» **GIVEN TEXT**:
* * * * *

Though usually cast as the trickster, Coyote is more victim than victimizer, making this a nice complement to other Coyote...

Two republished tales by a Greco-Cherokee author feature both folkloric and modern elements as well as new illustrations.

One of the two has never been offered south of the (Canadian) border. In “Coyote Sings to the Moon,” the doo-wop hymn sung nightly by Old Woman and all the animals except tone-deaf Coyote isn’t enough to keep Moon from hiding out at the bottom of the lake—until she is finally driven forth by Coyote’s awful wailing. She has been trying to return to the lake ever since, but that piercing howl keeps her in the sky. In “Coyote’s New Suit” he is schooled in trickery by Raven, who convinces him to steal the pelts of all the other animals while they’re bathing, sends the bare animals to take clothes from the humans’ clothesline, and then sets the stage for a ruckus by suggesting that Coyote could make space in his overcrowded closet by having a yard sale. No violence ensues, but from then to now humans and animals have not spoken to one another. In Eggenschwiler’s monochrome scenes Coyote and the rest stand on hind legs and (when stripped bare) sport human limbs. Old Woman might be Native American; the only other completely human figure is a pale-skinned girl.

* * * * *

» **RECORD LIST**:
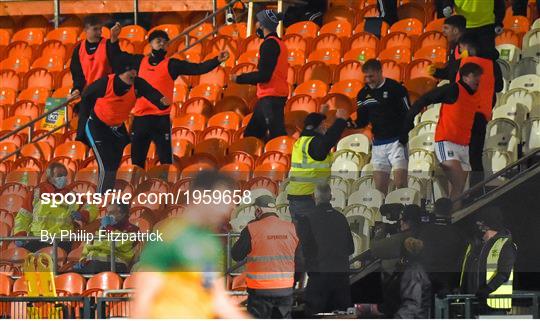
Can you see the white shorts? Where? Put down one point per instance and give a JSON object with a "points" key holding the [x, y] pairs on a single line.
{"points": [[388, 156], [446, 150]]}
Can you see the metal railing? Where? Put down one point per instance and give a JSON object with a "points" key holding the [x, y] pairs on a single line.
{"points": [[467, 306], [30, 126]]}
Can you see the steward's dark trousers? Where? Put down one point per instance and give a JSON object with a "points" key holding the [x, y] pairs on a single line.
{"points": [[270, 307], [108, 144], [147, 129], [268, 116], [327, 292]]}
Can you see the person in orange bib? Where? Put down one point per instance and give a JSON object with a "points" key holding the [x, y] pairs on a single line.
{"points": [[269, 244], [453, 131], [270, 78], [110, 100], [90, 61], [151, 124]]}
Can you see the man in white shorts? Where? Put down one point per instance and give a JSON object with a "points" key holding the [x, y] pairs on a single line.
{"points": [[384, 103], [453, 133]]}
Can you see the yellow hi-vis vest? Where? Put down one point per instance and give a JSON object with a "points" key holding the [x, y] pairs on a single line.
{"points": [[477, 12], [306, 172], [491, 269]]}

* * * * *

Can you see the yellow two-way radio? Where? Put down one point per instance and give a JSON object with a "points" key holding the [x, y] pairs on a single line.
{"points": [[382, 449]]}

* * * * *

» **GIVEN PROBLEM**:
Reproduce word for word the passage of the Coyote book review above, from "Though usually cast" to "as new illustrations.".

» **OUTPUT FOR THIS EXERCISE**:
Though usually cast as the trickster, Coyote is more victim than victimizer, making this a nice complement to other Coyote...

Two republished tales by a Greco-Cherokee author feature both folkloric and modern elements as well as new illustrations.